━━ EXERCISE MATERIAL ━━

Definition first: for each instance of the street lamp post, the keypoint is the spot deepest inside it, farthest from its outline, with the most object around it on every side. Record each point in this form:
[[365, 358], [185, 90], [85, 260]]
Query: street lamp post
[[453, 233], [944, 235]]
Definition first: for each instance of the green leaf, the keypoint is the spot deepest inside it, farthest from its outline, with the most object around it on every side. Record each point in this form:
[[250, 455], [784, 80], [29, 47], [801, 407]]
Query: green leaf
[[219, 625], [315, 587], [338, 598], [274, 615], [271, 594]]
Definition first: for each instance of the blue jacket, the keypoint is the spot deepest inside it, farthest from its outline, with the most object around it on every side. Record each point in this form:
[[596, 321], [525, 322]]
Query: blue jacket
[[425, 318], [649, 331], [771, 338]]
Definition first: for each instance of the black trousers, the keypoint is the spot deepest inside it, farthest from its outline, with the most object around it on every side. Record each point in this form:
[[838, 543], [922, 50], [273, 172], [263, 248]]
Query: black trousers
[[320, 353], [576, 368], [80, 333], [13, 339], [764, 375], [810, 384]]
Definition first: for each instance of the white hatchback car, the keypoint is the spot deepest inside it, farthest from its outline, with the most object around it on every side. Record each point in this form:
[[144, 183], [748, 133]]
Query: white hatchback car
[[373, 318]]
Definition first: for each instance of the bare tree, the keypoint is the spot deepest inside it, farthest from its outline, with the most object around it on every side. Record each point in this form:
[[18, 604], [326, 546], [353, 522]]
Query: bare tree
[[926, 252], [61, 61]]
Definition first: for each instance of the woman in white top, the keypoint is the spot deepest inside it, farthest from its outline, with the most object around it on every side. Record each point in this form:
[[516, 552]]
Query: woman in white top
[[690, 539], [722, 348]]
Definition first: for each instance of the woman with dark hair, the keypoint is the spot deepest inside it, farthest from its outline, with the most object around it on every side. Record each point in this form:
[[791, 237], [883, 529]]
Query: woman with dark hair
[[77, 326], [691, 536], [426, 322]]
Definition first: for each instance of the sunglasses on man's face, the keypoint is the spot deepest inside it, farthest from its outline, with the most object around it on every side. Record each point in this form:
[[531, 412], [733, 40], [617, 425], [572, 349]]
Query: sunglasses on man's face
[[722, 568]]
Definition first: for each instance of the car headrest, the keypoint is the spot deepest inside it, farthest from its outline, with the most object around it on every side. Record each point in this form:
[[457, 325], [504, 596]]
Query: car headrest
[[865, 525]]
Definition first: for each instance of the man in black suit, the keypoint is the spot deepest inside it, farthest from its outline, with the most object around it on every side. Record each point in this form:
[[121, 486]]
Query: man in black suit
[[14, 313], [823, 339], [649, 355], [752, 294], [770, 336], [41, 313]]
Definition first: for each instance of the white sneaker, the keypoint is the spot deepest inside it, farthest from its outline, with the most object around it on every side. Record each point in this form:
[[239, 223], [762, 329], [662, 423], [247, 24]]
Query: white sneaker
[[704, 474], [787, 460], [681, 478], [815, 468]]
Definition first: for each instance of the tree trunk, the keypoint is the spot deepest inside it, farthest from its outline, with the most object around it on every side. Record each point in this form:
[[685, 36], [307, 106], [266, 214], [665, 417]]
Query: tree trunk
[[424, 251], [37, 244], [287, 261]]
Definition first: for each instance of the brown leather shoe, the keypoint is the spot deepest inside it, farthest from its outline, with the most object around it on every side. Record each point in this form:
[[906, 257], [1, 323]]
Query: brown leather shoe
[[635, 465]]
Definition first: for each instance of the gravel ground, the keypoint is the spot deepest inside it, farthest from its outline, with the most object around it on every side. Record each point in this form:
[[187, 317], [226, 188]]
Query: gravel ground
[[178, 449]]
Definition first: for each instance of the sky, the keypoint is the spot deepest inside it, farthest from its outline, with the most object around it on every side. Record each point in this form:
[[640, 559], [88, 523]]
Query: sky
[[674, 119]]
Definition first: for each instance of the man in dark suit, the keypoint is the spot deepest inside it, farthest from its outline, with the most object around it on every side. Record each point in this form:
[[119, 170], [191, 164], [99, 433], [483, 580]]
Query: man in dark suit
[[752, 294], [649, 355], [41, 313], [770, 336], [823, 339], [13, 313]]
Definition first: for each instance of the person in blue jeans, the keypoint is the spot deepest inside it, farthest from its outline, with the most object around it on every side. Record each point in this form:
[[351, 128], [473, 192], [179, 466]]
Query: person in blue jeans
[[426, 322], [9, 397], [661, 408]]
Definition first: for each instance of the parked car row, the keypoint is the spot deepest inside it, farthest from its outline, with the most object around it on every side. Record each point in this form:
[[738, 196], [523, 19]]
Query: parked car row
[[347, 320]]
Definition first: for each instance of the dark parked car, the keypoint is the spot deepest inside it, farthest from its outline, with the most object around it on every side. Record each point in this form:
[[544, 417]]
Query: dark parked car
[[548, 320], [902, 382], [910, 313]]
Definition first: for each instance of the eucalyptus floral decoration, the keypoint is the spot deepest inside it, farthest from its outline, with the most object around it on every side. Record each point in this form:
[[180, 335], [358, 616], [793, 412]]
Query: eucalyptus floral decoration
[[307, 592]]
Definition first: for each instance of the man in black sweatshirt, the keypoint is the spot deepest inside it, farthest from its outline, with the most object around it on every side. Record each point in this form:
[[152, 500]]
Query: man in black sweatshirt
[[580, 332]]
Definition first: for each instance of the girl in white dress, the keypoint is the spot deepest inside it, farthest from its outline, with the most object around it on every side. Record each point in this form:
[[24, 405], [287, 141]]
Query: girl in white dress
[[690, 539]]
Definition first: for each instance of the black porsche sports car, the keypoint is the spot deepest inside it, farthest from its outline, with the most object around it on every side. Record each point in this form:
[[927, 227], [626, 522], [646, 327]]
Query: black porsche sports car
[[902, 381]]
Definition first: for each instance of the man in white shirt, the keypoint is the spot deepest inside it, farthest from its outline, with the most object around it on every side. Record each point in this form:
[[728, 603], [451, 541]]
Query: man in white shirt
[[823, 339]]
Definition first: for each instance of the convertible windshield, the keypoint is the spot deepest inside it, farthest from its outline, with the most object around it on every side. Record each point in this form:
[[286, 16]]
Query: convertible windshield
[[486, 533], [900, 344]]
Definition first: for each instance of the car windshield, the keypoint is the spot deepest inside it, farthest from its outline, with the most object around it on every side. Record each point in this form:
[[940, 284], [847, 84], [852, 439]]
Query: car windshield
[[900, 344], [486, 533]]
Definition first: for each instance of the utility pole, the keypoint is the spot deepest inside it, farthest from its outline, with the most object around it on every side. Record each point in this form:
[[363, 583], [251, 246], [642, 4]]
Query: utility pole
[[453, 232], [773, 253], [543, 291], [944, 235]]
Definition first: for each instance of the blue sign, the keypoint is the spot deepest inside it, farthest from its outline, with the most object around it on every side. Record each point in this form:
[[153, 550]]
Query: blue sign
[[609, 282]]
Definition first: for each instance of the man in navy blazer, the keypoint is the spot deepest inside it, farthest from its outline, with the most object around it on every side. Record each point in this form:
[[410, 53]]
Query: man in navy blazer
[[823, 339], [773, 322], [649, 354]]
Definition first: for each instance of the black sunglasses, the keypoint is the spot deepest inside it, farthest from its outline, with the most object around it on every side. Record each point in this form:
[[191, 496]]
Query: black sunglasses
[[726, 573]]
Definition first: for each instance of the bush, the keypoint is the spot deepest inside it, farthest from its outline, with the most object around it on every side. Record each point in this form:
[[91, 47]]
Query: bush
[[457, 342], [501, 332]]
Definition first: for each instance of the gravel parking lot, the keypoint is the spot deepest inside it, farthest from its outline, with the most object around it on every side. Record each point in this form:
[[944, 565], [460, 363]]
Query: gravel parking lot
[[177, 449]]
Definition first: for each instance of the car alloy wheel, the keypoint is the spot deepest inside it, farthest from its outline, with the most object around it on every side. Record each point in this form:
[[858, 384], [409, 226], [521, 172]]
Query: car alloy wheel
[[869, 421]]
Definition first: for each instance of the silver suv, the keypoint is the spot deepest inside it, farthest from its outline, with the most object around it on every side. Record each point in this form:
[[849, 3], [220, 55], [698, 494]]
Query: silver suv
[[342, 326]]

━━━

## YOUR ASSIGNMENT
Can you repeat, word for word, every line above from the one containing "black suit, the" down to the one containing "[[685, 36], [307, 106], [266, 214], [665, 417]]", including both?

## RESPONSE
Definition first: for each instance of the man in black suit, the keypoint is the spot deepest inside it, farthest from its outline, with the most object around it on every side. Record each point in this form:
[[121, 486]]
Query: man in black suit
[[14, 313], [823, 339], [649, 355], [752, 294], [770, 336], [41, 313]]
Definition first: for each instance of the white sneaker, the keypoint is the spot deepest inside it, farthest from its outline, with the most object around it on every side. Record each point in this form:
[[239, 223], [762, 329], [662, 423], [247, 24]]
Query: white sneaker
[[704, 474], [787, 460], [681, 478], [815, 468]]
Definition first: for each instance of the tree trunk, the keypoint is the spot deepest inside it, farthest from its outline, with the most object around it on every side. Record each point in this form:
[[685, 36], [307, 106], [266, 214], [665, 417]]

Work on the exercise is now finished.